══ Trecho

Naturalmente, nada impede que a 1ª Câmara Criminal resista à aplicação do Regime Disciplinar Diferenciado ou à Lei nº 10.792, de 1º de dezembro de 2003, que o instituiu, com a exposição, para tanto, dos fundamentos que entender pertinentes. Contudo, quando pretenda extraí-los da Constituição Federal, tem o ônus de suscitar o incidente de inconstitucionalidade e, enquanto não seja decidido por esse Egrégio Órgão especial, não pode prosseguir no julgamento do habeas corpus.

════

#### Partes do exercício:
(1) Indique se cada afirmação concorda com o trecho, respondendo sim ou não e citando literalmente as palavras do trecho que decidem a resposta: (a) A Lei nº 10.792 instituiu o Regime Disciplinar Diferenciado. (b) A 1ª Câmara Criminal pode prosseguir no julgamento do habeas corpus antes que o Órgão Especial decida o incidente de inconstitucionalidade. (c) A 1ª Câmara Criminal está impedida de resistir à aplicação do Regime Disciplinar Diferenciado.
(2) Reproduza fielmente a parte do trecho que começa em "Naturalmente, nada impede" e segue até "do habeas corpus.".
Os dados a seguir não têm relação alguma com o trecho.

══ Conjunto de dados

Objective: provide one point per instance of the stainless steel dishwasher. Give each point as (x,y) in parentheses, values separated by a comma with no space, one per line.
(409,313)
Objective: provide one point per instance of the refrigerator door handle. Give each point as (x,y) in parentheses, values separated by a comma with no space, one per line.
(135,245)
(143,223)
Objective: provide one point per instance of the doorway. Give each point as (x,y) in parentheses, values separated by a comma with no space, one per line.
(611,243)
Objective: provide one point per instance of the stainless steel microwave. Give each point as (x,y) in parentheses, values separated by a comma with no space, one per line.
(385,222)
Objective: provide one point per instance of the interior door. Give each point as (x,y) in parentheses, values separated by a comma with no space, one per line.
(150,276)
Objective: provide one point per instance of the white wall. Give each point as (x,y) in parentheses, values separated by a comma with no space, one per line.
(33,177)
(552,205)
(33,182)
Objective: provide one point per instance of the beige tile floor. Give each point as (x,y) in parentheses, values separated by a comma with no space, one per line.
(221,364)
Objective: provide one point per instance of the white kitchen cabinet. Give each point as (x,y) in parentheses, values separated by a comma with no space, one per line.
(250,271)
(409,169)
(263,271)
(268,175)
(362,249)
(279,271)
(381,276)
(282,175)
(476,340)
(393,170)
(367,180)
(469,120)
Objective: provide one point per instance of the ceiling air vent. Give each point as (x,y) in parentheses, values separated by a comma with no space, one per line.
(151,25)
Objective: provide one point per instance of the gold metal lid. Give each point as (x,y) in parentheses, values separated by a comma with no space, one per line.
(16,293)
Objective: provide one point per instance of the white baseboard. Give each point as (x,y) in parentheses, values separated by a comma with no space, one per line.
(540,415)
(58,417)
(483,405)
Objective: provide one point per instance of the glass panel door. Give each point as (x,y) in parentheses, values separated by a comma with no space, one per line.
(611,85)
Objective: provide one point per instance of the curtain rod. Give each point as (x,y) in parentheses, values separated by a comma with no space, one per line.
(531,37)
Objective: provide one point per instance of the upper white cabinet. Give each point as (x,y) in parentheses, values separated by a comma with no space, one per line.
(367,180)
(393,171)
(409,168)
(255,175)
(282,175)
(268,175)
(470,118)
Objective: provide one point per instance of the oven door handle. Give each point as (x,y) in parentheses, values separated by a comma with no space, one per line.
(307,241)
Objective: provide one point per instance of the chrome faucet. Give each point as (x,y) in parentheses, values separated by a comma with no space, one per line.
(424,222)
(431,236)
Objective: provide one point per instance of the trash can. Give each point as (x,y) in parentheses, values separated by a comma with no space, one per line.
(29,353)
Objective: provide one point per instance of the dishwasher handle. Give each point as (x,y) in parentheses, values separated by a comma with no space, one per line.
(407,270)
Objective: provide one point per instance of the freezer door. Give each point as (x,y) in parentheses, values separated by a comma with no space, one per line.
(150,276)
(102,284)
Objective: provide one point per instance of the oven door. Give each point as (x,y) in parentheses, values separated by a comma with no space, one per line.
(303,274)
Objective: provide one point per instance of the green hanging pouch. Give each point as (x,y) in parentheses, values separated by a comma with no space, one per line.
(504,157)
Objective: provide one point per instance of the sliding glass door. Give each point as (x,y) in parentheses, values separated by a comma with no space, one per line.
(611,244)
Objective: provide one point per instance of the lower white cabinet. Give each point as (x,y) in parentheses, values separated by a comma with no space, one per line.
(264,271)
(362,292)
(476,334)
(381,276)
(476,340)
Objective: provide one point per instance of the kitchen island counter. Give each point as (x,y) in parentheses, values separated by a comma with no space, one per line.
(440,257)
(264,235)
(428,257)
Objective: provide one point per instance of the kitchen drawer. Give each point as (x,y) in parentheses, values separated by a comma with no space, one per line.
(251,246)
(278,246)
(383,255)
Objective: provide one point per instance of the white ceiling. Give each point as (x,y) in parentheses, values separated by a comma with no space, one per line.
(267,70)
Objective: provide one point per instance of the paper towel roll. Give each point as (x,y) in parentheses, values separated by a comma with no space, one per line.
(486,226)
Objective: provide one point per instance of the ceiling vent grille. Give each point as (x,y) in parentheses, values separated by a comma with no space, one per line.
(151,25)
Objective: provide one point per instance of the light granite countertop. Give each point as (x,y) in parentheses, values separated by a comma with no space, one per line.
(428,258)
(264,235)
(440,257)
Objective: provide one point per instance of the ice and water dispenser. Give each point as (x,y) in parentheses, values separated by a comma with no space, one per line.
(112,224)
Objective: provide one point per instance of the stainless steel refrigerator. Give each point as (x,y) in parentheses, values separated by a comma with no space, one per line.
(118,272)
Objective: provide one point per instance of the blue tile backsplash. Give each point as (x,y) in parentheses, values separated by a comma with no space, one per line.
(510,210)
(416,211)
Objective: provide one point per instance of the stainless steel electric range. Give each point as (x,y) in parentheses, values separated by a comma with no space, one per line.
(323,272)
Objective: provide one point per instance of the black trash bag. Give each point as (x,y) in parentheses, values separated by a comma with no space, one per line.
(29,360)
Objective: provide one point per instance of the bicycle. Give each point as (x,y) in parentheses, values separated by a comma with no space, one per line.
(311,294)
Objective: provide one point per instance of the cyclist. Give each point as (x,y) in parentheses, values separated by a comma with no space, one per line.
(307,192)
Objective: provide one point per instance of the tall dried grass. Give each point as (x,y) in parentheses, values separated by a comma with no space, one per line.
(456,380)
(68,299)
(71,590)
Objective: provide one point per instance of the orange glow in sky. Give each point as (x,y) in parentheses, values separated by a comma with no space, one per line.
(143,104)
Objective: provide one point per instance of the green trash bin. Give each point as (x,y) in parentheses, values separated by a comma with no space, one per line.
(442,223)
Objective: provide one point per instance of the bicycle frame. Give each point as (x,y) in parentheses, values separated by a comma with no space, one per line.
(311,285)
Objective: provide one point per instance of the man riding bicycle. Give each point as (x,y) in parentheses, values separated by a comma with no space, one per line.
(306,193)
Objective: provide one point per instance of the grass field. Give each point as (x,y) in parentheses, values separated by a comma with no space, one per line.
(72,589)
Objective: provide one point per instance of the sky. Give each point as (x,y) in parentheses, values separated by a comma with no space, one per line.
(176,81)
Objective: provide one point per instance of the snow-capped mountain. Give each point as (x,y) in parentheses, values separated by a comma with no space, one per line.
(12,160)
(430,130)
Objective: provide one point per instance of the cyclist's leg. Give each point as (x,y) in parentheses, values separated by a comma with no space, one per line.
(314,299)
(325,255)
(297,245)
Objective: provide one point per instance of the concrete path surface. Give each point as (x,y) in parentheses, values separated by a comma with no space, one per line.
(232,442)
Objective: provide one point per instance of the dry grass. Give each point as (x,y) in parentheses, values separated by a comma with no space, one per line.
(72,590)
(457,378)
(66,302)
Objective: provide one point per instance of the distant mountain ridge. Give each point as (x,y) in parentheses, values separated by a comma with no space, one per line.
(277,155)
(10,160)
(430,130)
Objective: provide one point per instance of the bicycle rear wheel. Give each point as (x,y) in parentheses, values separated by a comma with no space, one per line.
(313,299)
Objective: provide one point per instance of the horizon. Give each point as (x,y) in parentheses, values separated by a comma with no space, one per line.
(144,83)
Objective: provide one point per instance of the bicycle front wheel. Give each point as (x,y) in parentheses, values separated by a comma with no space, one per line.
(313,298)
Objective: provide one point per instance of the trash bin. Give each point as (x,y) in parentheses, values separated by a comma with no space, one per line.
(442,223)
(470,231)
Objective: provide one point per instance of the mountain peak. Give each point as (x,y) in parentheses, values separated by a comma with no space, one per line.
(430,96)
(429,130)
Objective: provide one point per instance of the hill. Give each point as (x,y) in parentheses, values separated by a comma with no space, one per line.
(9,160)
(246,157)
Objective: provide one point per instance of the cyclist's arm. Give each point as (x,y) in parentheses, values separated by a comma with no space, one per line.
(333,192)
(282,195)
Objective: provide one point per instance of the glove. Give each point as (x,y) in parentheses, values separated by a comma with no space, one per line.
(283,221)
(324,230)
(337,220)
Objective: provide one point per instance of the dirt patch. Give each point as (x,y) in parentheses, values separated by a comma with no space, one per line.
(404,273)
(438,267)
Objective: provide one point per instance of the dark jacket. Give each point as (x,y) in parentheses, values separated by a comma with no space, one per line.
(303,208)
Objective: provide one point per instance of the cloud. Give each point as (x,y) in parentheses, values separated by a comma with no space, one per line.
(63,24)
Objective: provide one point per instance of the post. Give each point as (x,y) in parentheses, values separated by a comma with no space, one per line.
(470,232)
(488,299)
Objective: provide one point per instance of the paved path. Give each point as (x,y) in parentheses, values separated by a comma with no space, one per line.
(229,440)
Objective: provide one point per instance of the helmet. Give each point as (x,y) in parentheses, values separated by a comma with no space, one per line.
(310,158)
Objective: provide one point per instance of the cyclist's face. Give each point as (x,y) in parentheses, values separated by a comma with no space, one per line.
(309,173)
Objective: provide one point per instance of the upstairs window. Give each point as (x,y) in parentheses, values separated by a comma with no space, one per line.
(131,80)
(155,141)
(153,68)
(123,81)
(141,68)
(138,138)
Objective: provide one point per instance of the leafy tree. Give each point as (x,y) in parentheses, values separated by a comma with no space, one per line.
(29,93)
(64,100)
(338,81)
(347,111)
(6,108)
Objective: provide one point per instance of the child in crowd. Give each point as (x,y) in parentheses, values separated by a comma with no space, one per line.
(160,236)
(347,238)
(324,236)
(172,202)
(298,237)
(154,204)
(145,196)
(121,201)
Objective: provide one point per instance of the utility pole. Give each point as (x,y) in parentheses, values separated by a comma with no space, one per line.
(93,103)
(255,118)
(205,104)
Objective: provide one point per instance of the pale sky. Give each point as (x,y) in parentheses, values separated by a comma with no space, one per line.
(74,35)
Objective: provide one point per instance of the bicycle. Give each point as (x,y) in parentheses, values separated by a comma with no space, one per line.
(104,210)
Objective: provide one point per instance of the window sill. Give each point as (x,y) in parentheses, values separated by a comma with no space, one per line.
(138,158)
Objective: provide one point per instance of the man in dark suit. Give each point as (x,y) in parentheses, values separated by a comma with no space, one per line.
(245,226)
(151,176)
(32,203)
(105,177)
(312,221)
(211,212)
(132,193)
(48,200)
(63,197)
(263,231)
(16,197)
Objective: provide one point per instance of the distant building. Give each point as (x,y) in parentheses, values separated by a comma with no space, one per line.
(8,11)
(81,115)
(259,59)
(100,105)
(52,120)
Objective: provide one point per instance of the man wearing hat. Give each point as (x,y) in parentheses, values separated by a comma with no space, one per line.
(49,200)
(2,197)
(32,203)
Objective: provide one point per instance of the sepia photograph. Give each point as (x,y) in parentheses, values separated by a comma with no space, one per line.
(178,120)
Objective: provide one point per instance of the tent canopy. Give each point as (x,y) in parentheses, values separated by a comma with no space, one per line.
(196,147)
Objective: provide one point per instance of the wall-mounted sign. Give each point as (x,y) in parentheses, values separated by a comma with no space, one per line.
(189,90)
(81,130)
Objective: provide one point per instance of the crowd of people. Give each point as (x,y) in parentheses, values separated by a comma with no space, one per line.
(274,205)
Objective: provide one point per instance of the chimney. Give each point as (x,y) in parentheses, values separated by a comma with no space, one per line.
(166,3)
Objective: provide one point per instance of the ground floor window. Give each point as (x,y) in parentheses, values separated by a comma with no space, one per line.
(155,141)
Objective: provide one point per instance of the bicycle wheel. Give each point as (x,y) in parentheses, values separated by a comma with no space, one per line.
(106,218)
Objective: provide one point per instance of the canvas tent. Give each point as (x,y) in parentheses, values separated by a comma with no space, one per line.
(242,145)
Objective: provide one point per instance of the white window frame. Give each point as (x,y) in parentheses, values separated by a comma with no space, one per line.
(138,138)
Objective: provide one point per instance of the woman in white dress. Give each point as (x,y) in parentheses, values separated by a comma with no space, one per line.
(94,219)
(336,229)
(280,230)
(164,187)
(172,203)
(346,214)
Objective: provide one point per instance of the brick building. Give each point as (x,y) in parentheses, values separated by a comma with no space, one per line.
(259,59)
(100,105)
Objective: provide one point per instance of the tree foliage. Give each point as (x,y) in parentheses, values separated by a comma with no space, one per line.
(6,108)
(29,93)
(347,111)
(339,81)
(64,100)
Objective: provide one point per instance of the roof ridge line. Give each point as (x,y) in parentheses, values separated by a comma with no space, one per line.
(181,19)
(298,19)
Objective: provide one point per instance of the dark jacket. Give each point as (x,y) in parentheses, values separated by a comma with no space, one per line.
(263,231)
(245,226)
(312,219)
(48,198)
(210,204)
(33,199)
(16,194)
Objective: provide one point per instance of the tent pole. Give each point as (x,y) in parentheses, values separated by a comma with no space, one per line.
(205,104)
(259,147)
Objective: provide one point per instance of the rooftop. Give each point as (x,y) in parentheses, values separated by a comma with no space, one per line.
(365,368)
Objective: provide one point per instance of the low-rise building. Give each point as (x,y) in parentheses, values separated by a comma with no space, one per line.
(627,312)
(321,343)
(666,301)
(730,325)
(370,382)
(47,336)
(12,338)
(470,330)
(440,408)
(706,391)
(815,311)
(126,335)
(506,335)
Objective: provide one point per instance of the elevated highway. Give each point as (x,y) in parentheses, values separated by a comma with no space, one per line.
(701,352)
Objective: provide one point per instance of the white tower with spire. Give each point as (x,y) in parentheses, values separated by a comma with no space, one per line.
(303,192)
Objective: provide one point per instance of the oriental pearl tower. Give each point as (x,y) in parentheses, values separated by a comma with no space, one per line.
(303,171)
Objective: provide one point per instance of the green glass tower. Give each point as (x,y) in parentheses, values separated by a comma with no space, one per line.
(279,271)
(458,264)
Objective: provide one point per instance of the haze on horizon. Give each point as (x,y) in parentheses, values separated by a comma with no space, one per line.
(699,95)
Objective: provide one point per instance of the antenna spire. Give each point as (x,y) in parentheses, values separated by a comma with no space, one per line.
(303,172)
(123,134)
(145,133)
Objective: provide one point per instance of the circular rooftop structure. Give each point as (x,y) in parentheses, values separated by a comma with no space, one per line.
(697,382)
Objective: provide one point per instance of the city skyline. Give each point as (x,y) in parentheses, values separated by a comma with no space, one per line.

════

#### Respostas por tarefa:
(1)
(a) Sim: "Lei nº 10.792, de 1º de dezembro de 2003, que o instituiu".
(b) Não: "enquanto não seja decidido por esse Egrégio Órgão especial, não pode prosseguir no julgamento do habeas corpus".
(c) Não: "nada impede que a 1ª Câmara Criminal resista à aplicação do Regime Disciplinar Diferenciado".

(2)
Naturalmente, nada impede que a 1ª Câmara Criminal resista à aplicação do Regime Disciplinar Diferenciado ou à Lei nº 10.792, de 1º de dezembro de 2003, que o instituiu, com a exposição, para tanto, dos fundamentos que entender pertinentes. Contudo, quando pretenda extraí-los da Constituição Federal, tem o ônus de suscitar o incidente de inconstitucionalidade e, enquanto não seja decidido por esse Egrégio Órgão especial, não pode prosseguir no julgamento do habeas corpus.